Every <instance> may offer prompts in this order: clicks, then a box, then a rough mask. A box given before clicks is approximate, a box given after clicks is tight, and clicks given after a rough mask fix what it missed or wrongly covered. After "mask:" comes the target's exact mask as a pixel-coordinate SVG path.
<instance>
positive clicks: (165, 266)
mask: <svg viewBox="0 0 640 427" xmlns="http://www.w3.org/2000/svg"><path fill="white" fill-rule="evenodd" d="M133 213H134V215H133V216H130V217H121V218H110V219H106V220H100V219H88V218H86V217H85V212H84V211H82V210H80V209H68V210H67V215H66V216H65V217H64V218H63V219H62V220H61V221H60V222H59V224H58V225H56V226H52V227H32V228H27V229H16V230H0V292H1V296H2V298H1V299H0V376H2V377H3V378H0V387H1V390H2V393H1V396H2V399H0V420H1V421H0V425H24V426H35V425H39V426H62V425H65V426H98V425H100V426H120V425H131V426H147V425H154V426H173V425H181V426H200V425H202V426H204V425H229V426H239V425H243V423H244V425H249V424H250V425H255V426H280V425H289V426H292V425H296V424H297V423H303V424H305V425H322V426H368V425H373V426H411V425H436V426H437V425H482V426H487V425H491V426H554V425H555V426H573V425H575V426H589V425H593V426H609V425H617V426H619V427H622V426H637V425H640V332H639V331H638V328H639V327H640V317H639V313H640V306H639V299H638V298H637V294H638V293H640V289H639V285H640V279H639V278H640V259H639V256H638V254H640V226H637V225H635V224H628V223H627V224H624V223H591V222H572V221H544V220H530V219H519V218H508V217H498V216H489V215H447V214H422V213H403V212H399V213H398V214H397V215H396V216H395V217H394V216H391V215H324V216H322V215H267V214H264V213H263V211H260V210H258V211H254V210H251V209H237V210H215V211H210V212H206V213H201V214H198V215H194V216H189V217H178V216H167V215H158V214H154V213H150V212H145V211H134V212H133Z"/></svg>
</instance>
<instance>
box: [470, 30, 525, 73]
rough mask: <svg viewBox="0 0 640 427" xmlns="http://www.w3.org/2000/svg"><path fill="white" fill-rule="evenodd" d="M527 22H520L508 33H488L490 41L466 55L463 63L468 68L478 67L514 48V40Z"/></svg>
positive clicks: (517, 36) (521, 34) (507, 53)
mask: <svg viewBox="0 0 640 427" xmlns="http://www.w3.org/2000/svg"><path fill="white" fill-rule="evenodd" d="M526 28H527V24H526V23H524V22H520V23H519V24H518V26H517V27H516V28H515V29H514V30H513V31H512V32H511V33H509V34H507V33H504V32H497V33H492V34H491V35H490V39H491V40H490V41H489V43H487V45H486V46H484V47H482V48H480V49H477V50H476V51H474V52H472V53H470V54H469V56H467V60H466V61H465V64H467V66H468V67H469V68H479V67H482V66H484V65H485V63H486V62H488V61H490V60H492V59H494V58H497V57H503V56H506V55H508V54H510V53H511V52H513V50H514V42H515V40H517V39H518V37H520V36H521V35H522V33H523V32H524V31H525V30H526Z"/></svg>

+ + + +

▸ **TASK OBJECTIVE**
The full listing should be reproduced exactly.

▸ **FINISHED TASK**
Every <instance> may offer prompts in this order: clicks, then a box, then a rough mask. A box given before clicks is approximate, a box given after clicks is tight, and clicks given after a rough mask fix what it missed or wrongly covered. After "mask:" comes the target's exact mask as a pixel-coordinate SVG path.
<instance>
positive clicks: (165, 266)
mask: <svg viewBox="0 0 640 427" xmlns="http://www.w3.org/2000/svg"><path fill="white" fill-rule="evenodd" d="M133 213H134V215H133V216H130V217H121V218H110V219H106V220H100V219H88V218H86V217H85V212H84V211H82V210H80V209H68V210H67V215H66V216H65V217H64V218H63V219H62V220H61V221H60V222H59V224H58V225H56V226H52V227H32V228H27V229H16V230H0V292H1V296H2V298H1V299H0V376H2V377H3V378H0V387H1V390H2V393H1V396H2V399H0V420H1V421H0V425H24V426H35V425H39V426H62V425H65V426H98V425H100V426H120V425H131V426H147V425H154V426H173V425H181V426H200V425H202V426H204V425H229V426H239V425H243V423H244V425H249V424H250V425H255V426H280V425H289V426H292V425H296V424H297V423H303V424H305V425H322V426H368V425H373V426H411V425H436V426H437V425H482V426H487V425H491V426H554V425H555V426H573V425H575V426H589V425H593V426H609V425H617V426H619V427H622V426H637V425H640V332H639V331H638V328H639V327H640V317H639V313H640V306H639V299H638V298H637V294H638V293H640V289H639V285H640V279H639V278H640V259H639V256H638V254H640V226H637V225H635V224H628V223H627V224H624V223H591V222H572V221H544V220H530V219H519V218H508V217H498V216H489V215H447V214H422V213H403V212H399V213H398V214H397V215H396V216H395V217H394V216H391V215H324V216H322V215H267V214H264V213H263V211H260V210H258V211H254V210H251V209H237V210H215V211H210V212H206V213H201V214H198V215H194V216H189V217H178V216H167V215H158V214H154V213H150V212H145V211H134V212H133Z"/></svg>
</instance>
<instance>
box: [470, 30, 525, 73]
rough mask: <svg viewBox="0 0 640 427" xmlns="http://www.w3.org/2000/svg"><path fill="white" fill-rule="evenodd" d="M527 22H520L508 33H488L490 41L466 55L463 63L468 68L478 67L514 48V40Z"/></svg>
positive clicks: (517, 36) (521, 34) (507, 53)
mask: <svg viewBox="0 0 640 427" xmlns="http://www.w3.org/2000/svg"><path fill="white" fill-rule="evenodd" d="M526 28H527V24H526V23H524V22H520V23H519V24H518V26H517V27H516V28H515V29H514V30H513V31H512V32H511V33H509V34H507V33H504V32H497V33H492V34H491V35H490V39H491V40H490V41H489V43H487V45H486V46H484V47H482V48H480V49H477V50H476V51H474V52H472V53H470V54H469V56H467V60H466V61H465V64H467V66H468V67H469V68H479V67H482V66H484V65H485V63H486V62H488V61H490V60H492V59H494V58H497V57H503V56H506V55H508V54H510V53H511V52H513V50H514V42H515V40H517V39H518V37H520V36H521V35H522V33H523V32H524V31H525V30H526Z"/></svg>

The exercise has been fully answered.